§ **PASSAGE SHOWN**:
__________________________________________________
I thought of proving this using coordinate geometry (and some trigonometry). I thought of proving it by proving that for a ray at an arbitrary height from the principal axis, parallel to it, the reflected ray will intersect the principal axis at a distance of $\dfrac{R}{2}$ from the centre of curvature, where $R$ is the radius of curvature of the concave mirror.

So, I plotted a concave mirror on a Cartesian Plane using the equation $x^2+y^2=R^2$ and also added a little constraint to make it look more like a concave mirror. The constraint was $x > 0$, $-R+1 \leq y \leq R-1$, but that's not the point here. Here's what the mirror looked like :

Concave mirror is plotted

Now, I assumed that the incident ray is parallel to the principal axis at a height of $h$ from it. So, it's equation becomes $y=h$. Let's take values of $h$ such that $0 \leq h \leq R -1.5$ for the sake of simplicity here. Now, to find the point of incidence of the ray on the mirror, I found out the point of intersection of the curves of the two equations obtained above. As the point of incidence is a part of the incident ray, so, it's $y$ coordinate is $h$. Let it's $x$ coordinate be $a$. So, $a^2+h^2=R^2 \implies a = \sqrt{R^2-h^2}$. Hence, the point of incidence becomes : $(\sqrt{R^2-h^2},h)$.
Here's what the graph looked then :

Concave mirror with incident ray and point of incidence

$\Big($Note : I have added a little constraint to $y=h$ to limit it till the mirror only, the constraint is $x \leq \sqrt{R^2-h^2}\Big )$

Now, I made the tangent at the point of incidence and the normal too. The tangent was made using the equation $y=\dfrac{-ax+a^2+b^2}{b}$ where $(a,b)$ is the point where the tangent touches the circle. In this case, $a = \sqrt{R^2-h^2}$, $b = h$, so $y = \dfrac{-x\sqrt{R^2-h^2}+R^2}{h}$ becomes the equation for the tangent. For the normal, I just joined $(0,0)$ and $(\sqrt{R^2-h^2},h)$.
__________________________________________________
§ **LISTED ENTRIES**:

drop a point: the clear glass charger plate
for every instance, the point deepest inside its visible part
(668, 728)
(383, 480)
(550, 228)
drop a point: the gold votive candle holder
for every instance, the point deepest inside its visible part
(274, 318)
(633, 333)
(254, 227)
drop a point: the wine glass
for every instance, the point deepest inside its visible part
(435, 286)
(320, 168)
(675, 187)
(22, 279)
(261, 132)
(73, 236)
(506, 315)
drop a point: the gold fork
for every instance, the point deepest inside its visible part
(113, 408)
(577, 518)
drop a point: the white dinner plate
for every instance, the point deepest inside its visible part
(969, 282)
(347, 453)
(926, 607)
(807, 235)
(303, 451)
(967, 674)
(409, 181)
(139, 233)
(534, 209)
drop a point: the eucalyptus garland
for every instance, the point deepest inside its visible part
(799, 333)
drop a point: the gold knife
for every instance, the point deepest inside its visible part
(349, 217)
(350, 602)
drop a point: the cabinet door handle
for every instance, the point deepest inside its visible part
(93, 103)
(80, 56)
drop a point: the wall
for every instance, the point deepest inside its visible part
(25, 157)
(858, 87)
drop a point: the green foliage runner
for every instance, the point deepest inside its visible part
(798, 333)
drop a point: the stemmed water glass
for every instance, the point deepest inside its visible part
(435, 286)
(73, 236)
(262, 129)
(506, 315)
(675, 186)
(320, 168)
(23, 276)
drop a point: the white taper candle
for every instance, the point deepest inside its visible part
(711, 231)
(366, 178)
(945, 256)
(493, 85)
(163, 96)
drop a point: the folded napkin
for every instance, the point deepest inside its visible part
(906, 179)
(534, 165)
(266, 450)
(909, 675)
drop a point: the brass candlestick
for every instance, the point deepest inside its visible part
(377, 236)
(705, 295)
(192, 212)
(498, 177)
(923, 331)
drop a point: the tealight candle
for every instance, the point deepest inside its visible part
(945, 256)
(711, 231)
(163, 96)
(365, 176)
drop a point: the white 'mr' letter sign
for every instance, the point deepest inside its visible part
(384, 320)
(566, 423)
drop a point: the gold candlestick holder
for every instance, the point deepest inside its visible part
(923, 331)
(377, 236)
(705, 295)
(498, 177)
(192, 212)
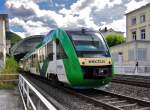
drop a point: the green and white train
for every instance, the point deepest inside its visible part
(78, 58)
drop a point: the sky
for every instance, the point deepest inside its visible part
(34, 17)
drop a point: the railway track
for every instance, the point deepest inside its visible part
(93, 99)
(135, 80)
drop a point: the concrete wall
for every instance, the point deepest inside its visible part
(131, 59)
(2, 41)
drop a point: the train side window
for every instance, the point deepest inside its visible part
(50, 51)
(60, 53)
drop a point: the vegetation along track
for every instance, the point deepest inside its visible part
(135, 80)
(89, 99)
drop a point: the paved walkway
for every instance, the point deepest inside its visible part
(10, 100)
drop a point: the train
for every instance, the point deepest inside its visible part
(79, 58)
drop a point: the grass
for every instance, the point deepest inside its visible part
(11, 67)
(6, 85)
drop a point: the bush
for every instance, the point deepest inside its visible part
(11, 66)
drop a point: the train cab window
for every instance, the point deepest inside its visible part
(50, 51)
(60, 53)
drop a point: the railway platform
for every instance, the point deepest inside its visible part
(10, 100)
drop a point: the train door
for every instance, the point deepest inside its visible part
(60, 56)
(51, 50)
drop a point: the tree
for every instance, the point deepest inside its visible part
(12, 37)
(114, 39)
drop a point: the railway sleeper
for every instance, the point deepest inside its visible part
(144, 108)
(131, 106)
(109, 99)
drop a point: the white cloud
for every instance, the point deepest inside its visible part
(79, 15)
(30, 27)
(118, 25)
(132, 5)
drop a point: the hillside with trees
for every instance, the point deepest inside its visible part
(114, 39)
(12, 37)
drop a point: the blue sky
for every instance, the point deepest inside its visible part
(31, 17)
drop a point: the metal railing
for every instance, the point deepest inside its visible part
(138, 70)
(9, 77)
(25, 88)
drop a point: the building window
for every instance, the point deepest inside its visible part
(142, 54)
(131, 55)
(134, 35)
(142, 19)
(143, 34)
(133, 21)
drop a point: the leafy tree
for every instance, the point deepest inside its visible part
(11, 66)
(114, 39)
(12, 37)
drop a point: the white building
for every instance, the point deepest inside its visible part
(136, 51)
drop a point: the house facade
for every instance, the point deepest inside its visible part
(136, 51)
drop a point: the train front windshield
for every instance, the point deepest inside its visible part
(90, 45)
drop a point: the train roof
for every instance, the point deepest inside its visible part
(49, 37)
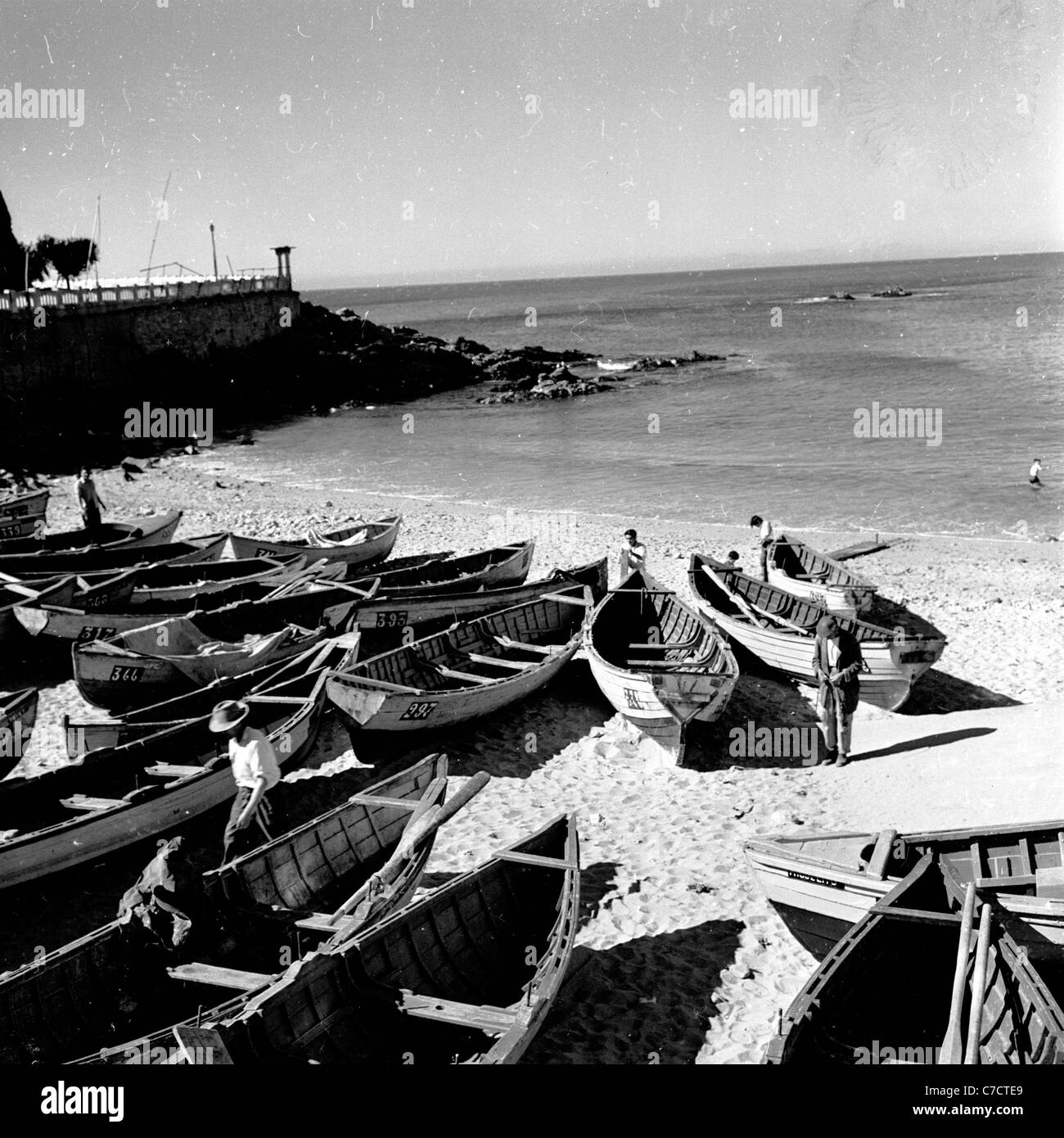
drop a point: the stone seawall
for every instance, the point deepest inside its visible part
(67, 370)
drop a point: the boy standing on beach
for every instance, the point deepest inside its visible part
(89, 499)
(765, 537)
(255, 770)
(633, 554)
(836, 664)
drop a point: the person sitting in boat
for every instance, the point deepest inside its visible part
(89, 499)
(255, 770)
(836, 665)
(766, 536)
(633, 554)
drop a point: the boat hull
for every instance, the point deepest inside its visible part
(93, 835)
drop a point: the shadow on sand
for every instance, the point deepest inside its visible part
(647, 1000)
(939, 693)
(918, 744)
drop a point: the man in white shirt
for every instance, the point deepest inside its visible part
(766, 536)
(255, 770)
(633, 554)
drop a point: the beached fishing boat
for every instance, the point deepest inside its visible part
(20, 505)
(778, 628)
(107, 610)
(151, 662)
(822, 884)
(110, 536)
(32, 568)
(504, 565)
(113, 798)
(17, 717)
(362, 544)
(470, 671)
(795, 568)
(113, 985)
(385, 619)
(84, 735)
(660, 662)
(466, 974)
(849, 1014)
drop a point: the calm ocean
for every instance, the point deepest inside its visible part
(770, 431)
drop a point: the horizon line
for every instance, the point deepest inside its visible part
(674, 272)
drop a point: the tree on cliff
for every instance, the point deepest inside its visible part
(70, 256)
(12, 255)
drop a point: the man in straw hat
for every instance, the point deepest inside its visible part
(255, 770)
(836, 664)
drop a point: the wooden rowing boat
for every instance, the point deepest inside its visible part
(151, 662)
(504, 565)
(107, 612)
(17, 717)
(795, 568)
(32, 568)
(466, 974)
(660, 662)
(84, 735)
(470, 671)
(110, 536)
(363, 544)
(114, 985)
(113, 798)
(778, 628)
(16, 508)
(822, 884)
(387, 618)
(882, 995)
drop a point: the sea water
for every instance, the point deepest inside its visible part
(791, 425)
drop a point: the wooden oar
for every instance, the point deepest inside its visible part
(422, 824)
(953, 1045)
(979, 988)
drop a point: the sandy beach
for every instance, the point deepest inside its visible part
(679, 957)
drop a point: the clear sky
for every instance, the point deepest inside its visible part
(464, 139)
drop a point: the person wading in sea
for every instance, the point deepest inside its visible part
(836, 664)
(633, 554)
(255, 770)
(765, 537)
(89, 499)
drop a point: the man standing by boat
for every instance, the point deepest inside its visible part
(765, 537)
(633, 554)
(89, 499)
(836, 665)
(255, 770)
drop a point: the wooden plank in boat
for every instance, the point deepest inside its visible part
(172, 770)
(500, 662)
(541, 648)
(324, 922)
(464, 675)
(857, 551)
(551, 863)
(494, 1021)
(219, 977)
(88, 802)
(201, 1041)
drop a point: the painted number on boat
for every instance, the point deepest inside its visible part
(816, 881)
(89, 633)
(417, 711)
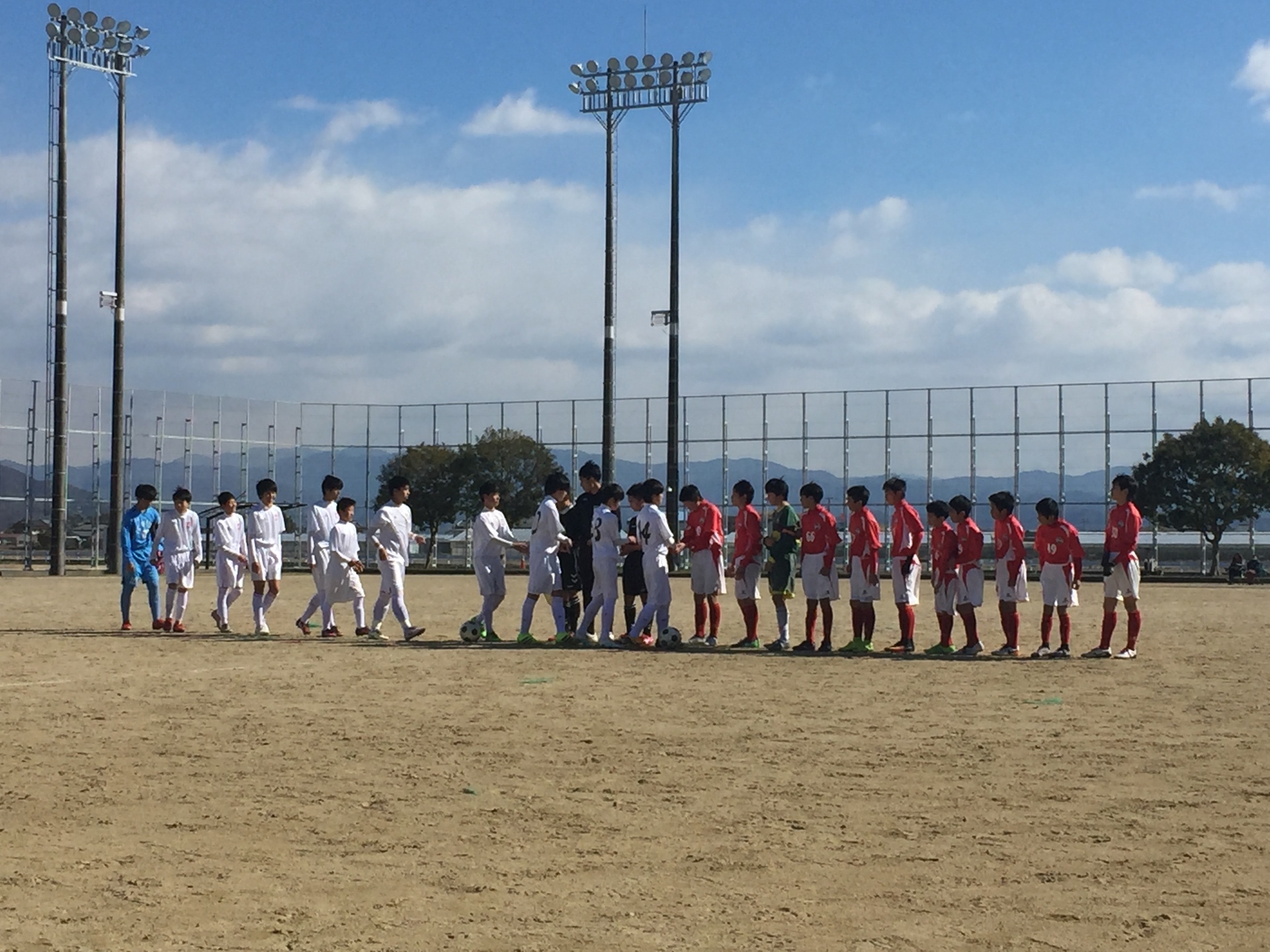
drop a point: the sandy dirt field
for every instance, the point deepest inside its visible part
(225, 793)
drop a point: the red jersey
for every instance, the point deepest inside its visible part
(1124, 522)
(906, 531)
(821, 535)
(865, 539)
(1007, 541)
(748, 542)
(704, 528)
(943, 554)
(969, 545)
(1060, 545)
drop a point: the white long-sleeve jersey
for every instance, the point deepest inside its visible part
(321, 518)
(394, 528)
(179, 532)
(265, 528)
(229, 534)
(491, 535)
(548, 530)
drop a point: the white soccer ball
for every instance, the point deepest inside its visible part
(473, 630)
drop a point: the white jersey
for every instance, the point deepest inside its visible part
(394, 528)
(321, 518)
(548, 530)
(179, 534)
(606, 535)
(229, 534)
(265, 528)
(491, 536)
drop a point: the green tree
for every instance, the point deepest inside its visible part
(436, 488)
(1206, 480)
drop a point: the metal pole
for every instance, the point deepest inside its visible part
(62, 391)
(112, 530)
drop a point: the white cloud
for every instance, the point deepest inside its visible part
(523, 116)
(1203, 190)
(1113, 268)
(1255, 75)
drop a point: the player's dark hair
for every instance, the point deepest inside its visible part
(1127, 483)
(1005, 502)
(1048, 508)
(812, 491)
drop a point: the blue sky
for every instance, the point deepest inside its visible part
(863, 171)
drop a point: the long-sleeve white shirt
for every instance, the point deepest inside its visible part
(179, 532)
(265, 528)
(394, 528)
(491, 536)
(548, 530)
(321, 518)
(229, 534)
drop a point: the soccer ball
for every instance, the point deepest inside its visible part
(473, 630)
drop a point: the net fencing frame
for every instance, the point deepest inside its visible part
(1061, 440)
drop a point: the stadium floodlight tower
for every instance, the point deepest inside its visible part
(81, 40)
(673, 85)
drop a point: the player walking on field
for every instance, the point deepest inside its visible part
(1058, 547)
(863, 569)
(906, 569)
(969, 573)
(1121, 571)
(702, 535)
(747, 560)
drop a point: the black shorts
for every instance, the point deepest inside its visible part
(633, 575)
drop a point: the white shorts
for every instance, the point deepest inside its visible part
(491, 575)
(1123, 583)
(708, 574)
(969, 586)
(860, 588)
(178, 568)
(906, 586)
(271, 563)
(945, 597)
(1005, 590)
(1054, 587)
(746, 582)
(545, 574)
(816, 586)
(230, 573)
(657, 579)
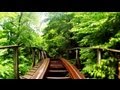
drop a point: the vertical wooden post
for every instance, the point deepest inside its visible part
(39, 56)
(118, 59)
(42, 54)
(98, 56)
(16, 63)
(33, 56)
(67, 54)
(45, 54)
(118, 69)
(77, 59)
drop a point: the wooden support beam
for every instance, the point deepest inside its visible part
(98, 56)
(33, 56)
(16, 63)
(118, 69)
(77, 59)
(39, 55)
(42, 54)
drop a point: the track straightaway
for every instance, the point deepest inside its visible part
(55, 69)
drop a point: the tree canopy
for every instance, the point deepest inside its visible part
(63, 30)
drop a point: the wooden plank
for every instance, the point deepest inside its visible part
(57, 71)
(16, 62)
(98, 56)
(73, 71)
(33, 56)
(10, 46)
(39, 74)
(58, 77)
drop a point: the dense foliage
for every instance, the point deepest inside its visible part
(64, 30)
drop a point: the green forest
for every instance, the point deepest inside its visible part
(55, 32)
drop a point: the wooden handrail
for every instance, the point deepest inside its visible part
(39, 74)
(74, 72)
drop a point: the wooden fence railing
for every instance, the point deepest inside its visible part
(99, 55)
(41, 55)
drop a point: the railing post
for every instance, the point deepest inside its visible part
(77, 59)
(16, 63)
(33, 56)
(67, 54)
(118, 60)
(45, 54)
(42, 54)
(118, 69)
(98, 56)
(39, 55)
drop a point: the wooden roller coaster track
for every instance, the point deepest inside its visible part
(54, 69)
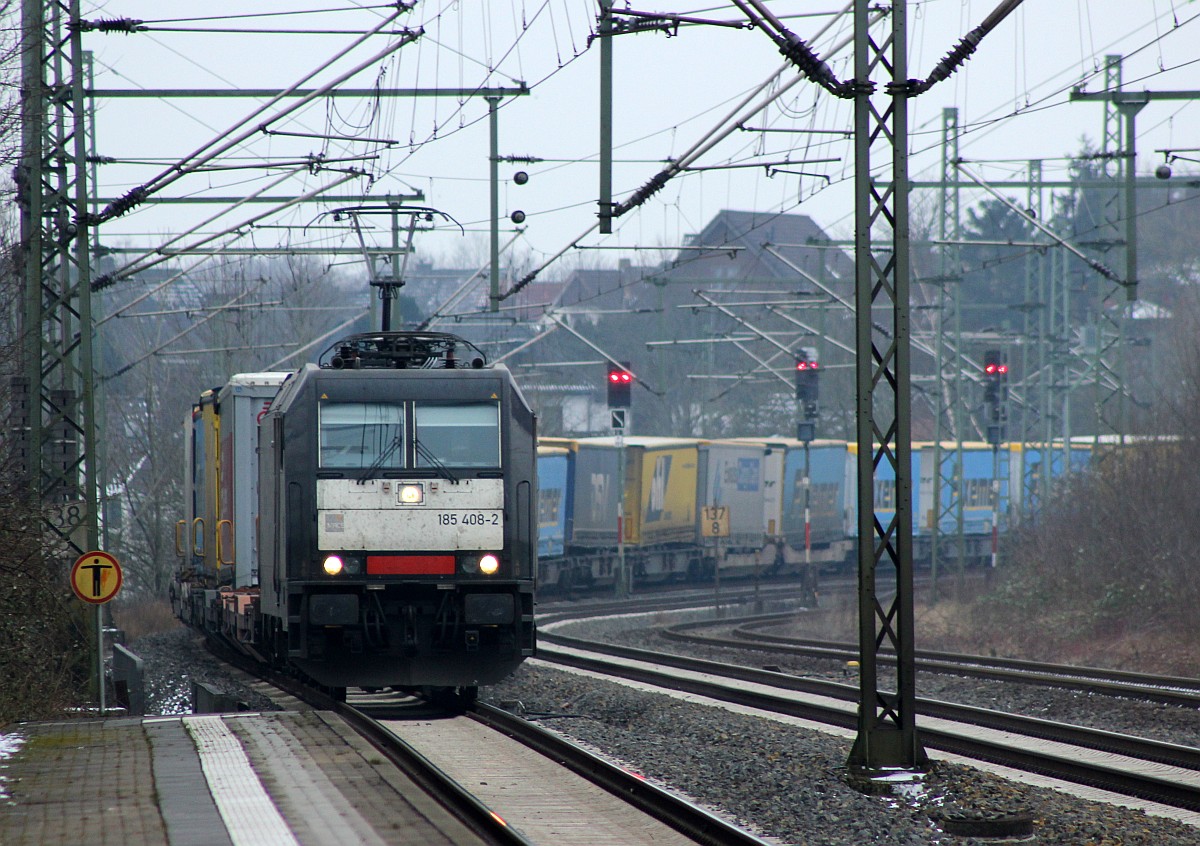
__________________________________________________
§ **CHALLENGES**:
a: Transcribe the concave mirror passage from "I thought of proving this" to "the concave mirror.".
b: Continue the text on proving the concave mirror's focal point with coordinate geometry, starting where it stops.

§ **SOLVED TASKS**:
a:
I thought of proving this using coordinate geometry (and some trigonometry). I thought of proving it by proving that for a ray at an arbitrary height from the principal axis, parallel to it, the reflected ray will intersect the principal axis at a distance of $\dfrac{R}{2}$ from the centre of curvature, where $R$ is the radius of curvature of the concave mirror.

b:
Here's what I obtained :

Tangent and normal added

Now, I thought that if I could find another point on the reflected ray, then I would have two points, that point that I will obtain and the point of incidence. Using these two points, I can figure out the equation of the reflected ray. Now, to find the other point I took a point $(0,h)$ on the incident ray and then evaluated what its coordinates on the reflected ray will be. I observed the behavior of the point when it will be rotated with the point of incidence as it's centre and the angle of rotation equal to $2\alpha$, where $\alpha$ is the angle of incidence, that is, the angle between the incident ray and the normal.
The following diagram would help to explain it better :

Labelled (0,h), α, (m,n)

Now, evaluating this was lengthy. I made another coordinate system, where the origin was $(\sqrt{R^2-h^2},h)$. Let's say that $f_2$ is a function that converts the coordinates of a point from the first Cartesian plane to the second. So, $f_2(x,y) = (x-\sqrt{R^2-h^2}),y-h)$. This converts the point $(0,h)$ to $(0-\sqrt{R^2-h^2},h-h) = (-\sqrt{R^2-h^2},0)$
The new Cartesian plane is shown in the diagram below. I have also drawn a dotted circle with radius equal to $\sqrt{R^2-h^2}$.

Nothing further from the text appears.